◆ AUFGABENSTELLUNG ◆
• 1. Fasse den Absatz des Textes, der mit „Vor etwa einem Monat“ beginnt, in knappen Stichpunkten zusammen und behalte dabei seine wesentlichen Fakten bei.
• 2. Gib den Abschnitt des Textes zwischen „Vor etwa einem“ und „Zeugnis für Jesus.“ einschließlich wieder und tausche dabei „Seher“ gegen „Zuschauer“ aus.

◆ VORLIEGENDER TEXT ◆
########################################

Der Glaube an Jesus ist aber etwas Lebendiges, weil Jesus das Leben in Person ist. Deshalb ist es wichtig, darauf zu achten, dass der Sinn unserer Religiösen Übungen nicht verloren geht. Und vor allem, dass unsere Beziehung zu Jesus nicht zur Routine und daher fad wird.



Das Evangelium an sich wird nämlich nicht alt. Die Art und Weise, wie es verkündet wird, ändert sich immer wieder und muss an unsere Zeit angepasst werden.



Vor etwa einem Monat wurde auf unserer WA Plattform „TPL online“ ein Video von einem Influencer auf YouTube gepostet. Er heißt Philipp und lebt mit einem offenen Tumor an der der Brust. Er spricht nicht nur offen über seine Krankheit, sondern vor allem darüber, wie ihm der Glaube an Jesus jeden Tag die Kraft gibt, die er braucht. Er hat die Hoffnung, dass Jesus ihn vollständig heilen wird, aber er sagt: „Selbst, wenn die Ärzte recht behalten und ich bald sterben werde, vertraue ich ganz auf Jesus!“ Das interessante ist: Seine Videos werden millionenfach angesehen. Warum kann ich natürlich nicht beantworten. Manche bestimmt aus Sensationslust, andere vielleicht aus Mitleid. Aber in jedem Fall bekommen all diese Seher mit, welche Kraft der Glaube an Jesus gibt. Und wenn er tatsächlich geheilt wird, ist das ein noch viel größeres Zeugnis für Jesus.

########################################

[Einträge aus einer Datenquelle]

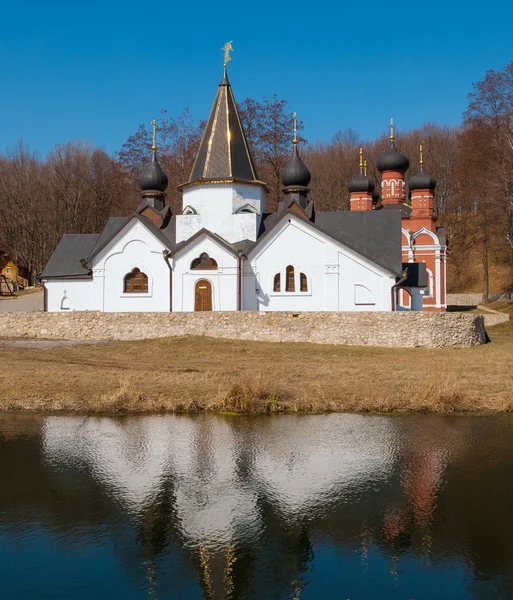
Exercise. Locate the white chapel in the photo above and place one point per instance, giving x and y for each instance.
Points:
(224, 252)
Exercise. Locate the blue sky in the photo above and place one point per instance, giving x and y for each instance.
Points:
(94, 71)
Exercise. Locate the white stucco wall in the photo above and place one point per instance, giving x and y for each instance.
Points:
(136, 247)
(65, 295)
(332, 272)
(216, 207)
(224, 279)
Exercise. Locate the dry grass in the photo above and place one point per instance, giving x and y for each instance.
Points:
(502, 306)
(195, 374)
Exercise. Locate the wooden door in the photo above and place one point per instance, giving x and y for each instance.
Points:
(203, 295)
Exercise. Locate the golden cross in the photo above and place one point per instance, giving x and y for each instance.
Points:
(154, 126)
(227, 48)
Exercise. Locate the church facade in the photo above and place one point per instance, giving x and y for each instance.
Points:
(226, 253)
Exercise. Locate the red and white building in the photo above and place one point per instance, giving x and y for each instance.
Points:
(422, 241)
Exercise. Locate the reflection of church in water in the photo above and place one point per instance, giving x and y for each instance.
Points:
(225, 252)
(194, 507)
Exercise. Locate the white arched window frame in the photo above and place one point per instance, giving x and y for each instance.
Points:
(429, 290)
(189, 210)
(279, 281)
(247, 208)
(148, 286)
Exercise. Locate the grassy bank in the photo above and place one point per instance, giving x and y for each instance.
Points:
(193, 374)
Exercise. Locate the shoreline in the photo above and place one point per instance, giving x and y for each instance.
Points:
(199, 374)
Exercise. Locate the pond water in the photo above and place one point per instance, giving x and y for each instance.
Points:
(287, 507)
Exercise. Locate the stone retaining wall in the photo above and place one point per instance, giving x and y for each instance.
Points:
(406, 329)
(474, 299)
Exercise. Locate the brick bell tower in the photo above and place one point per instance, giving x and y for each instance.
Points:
(361, 189)
(422, 188)
(392, 165)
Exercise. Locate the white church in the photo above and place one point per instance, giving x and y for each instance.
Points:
(225, 252)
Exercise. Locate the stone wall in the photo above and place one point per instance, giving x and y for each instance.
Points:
(406, 329)
(474, 299)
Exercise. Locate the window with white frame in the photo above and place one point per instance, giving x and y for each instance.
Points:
(428, 291)
(293, 281)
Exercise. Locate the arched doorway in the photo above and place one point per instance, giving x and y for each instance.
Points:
(203, 295)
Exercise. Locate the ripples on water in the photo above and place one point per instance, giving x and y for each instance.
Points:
(279, 508)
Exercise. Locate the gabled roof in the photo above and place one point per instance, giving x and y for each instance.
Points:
(224, 153)
(65, 260)
(116, 224)
(374, 235)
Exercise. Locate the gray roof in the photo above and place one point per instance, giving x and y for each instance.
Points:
(113, 226)
(417, 275)
(376, 235)
(65, 260)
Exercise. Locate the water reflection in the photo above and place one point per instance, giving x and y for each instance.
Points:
(334, 506)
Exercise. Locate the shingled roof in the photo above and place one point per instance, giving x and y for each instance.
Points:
(224, 153)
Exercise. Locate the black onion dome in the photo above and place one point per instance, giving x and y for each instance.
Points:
(361, 183)
(153, 177)
(422, 181)
(392, 160)
(295, 173)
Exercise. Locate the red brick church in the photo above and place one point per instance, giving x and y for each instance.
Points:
(422, 241)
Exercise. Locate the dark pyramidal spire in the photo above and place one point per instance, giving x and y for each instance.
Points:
(224, 154)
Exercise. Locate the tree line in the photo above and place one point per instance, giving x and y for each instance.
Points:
(76, 187)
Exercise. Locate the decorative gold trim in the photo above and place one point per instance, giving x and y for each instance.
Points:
(154, 127)
(212, 135)
(205, 181)
(204, 133)
(228, 137)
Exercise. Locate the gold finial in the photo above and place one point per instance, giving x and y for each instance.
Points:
(227, 48)
(154, 126)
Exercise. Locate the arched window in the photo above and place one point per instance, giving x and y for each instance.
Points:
(135, 282)
(204, 262)
(427, 292)
(290, 285)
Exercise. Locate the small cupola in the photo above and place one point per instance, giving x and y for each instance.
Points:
(152, 178)
(296, 176)
(392, 159)
(295, 172)
(361, 183)
(422, 181)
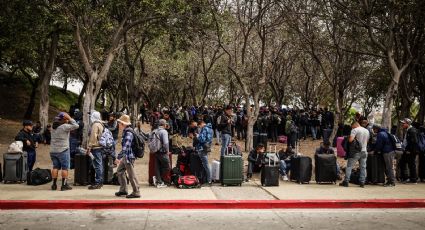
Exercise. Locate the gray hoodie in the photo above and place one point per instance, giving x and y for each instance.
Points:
(60, 136)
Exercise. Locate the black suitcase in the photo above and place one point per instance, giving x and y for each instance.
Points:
(270, 174)
(82, 170)
(108, 169)
(375, 168)
(196, 167)
(325, 168)
(301, 168)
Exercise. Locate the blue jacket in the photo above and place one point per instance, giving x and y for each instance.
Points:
(205, 137)
(383, 142)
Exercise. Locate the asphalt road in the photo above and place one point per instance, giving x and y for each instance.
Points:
(215, 219)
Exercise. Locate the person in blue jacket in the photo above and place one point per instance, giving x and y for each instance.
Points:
(385, 147)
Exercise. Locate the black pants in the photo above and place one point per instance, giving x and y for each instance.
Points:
(409, 160)
(422, 166)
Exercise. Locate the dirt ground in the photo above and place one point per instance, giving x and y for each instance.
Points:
(9, 129)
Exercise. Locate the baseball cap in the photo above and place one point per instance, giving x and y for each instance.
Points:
(406, 121)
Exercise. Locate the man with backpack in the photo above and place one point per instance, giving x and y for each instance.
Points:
(95, 148)
(158, 144)
(385, 145)
(126, 159)
(224, 124)
(59, 148)
(357, 152)
(411, 150)
(203, 146)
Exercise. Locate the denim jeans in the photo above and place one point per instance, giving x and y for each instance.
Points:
(388, 159)
(225, 141)
(204, 159)
(313, 132)
(97, 165)
(284, 167)
(32, 157)
(218, 136)
(361, 157)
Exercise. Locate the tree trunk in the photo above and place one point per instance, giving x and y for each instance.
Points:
(31, 104)
(45, 80)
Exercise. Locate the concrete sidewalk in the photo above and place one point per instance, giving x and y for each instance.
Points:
(248, 191)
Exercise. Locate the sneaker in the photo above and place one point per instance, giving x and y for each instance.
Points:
(389, 185)
(343, 184)
(96, 186)
(121, 194)
(132, 196)
(66, 187)
(162, 185)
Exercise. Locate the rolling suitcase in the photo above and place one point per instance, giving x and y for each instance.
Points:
(270, 171)
(340, 152)
(108, 169)
(215, 171)
(325, 168)
(15, 167)
(197, 168)
(166, 177)
(375, 167)
(231, 169)
(82, 171)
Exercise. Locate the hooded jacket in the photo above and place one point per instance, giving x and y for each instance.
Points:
(383, 142)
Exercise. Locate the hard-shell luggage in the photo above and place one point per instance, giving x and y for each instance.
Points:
(301, 168)
(39, 176)
(15, 167)
(325, 169)
(375, 168)
(215, 171)
(108, 169)
(340, 152)
(197, 168)
(231, 169)
(166, 177)
(82, 173)
(270, 171)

########################################

◆ LÖSUNGEN NACH AUFGABEN ◆
• 1.
- Vor etwa einem Monat wurde auf der WA-Plattform „TPL online“ ein Video des YouTube-Influencers Philipp gepostet.
- Philipp lebt mit einem offenen Tumor an der Brust.
- Er spricht offen über seine Krankheit und vor allem darüber, dass ihm der Glaube an Jesus jeden Tag Kraft gibt.
- Er hofft, dass Jesus ihn vollständig heilt, vertraut aber auch dann ganz auf Jesus, wenn er bald sterben sollte.
- Seine Videos werden millionenfach angesehen, manche wohl aus Sensationslust, andere vielleicht aus Mitleid.
- In jedem Fall erfahren alle Seher, welche Kraft der Glaube an Jesus gibt.
- Eine tatsächliche Heilung wäre ein noch viel größeres Zeugnis für Jesus.

• 2.
Vor etwa einem Monat wurde auf unserer WA Plattform „TPL online“ ein Video von einem Influencer auf YouTube gepostet. Er heißt Philipp und lebt mit einem offenen Tumor an der der Brust. Er spricht nicht nur offen über seine Krankheit, sondern vor allem darüber, wie ihm der Glaube an Jesus jeden Tag die Kraft gibt, die er braucht. Er hat die Hoffnung, dass Jesus ihn vollständig heilen wird, aber er sagt: „Selbst, wenn die Ärzte recht behalten und ich bald sterben werde, vertraue ich ganz auf Jesus!“ Das interessante ist: Seine Videos werden millionenfach angesehen. Warum kann ich natürlich nicht beantworten. Manche bestimmt aus Sensationslust, andere vielleicht aus Mitleid. Aber in jedem Fall bekommen all diese Zuschauer mit, welche Kraft der Glaube an Jesus gibt. Und wenn er tatsächlich geheilt wird, ist das ein noch viel größeres Zeugnis für Jesus.